• _Task statement_:
Reproduce every line of the entries below word for word, but leave the pictures out.

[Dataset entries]
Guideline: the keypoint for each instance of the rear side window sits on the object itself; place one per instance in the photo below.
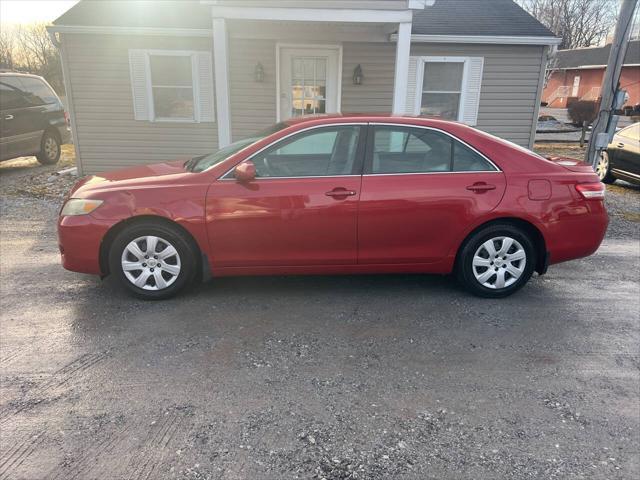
(37, 92)
(399, 149)
(11, 94)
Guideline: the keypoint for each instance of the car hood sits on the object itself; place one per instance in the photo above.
(140, 176)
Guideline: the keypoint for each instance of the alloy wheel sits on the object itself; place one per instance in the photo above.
(151, 263)
(499, 262)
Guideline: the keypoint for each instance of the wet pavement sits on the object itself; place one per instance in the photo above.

• _Result of this task_:
Guideline: the keypoint for each instance of the rear side window sits on the object itself; place one per instance in the photo below.
(37, 92)
(399, 149)
(11, 94)
Guideline: the keypoint for each instance of the car hood sits on the object itself; place one per instance in the photo above.
(140, 176)
Guideline: the keypoint for each instance of the alloy wheel sits on the object itself; place one per instance in the photo above.
(151, 263)
(499, 262)
Guideline: the keypoint for each instance of the wet pavement sits on the object itself; place one per instance in the photo above.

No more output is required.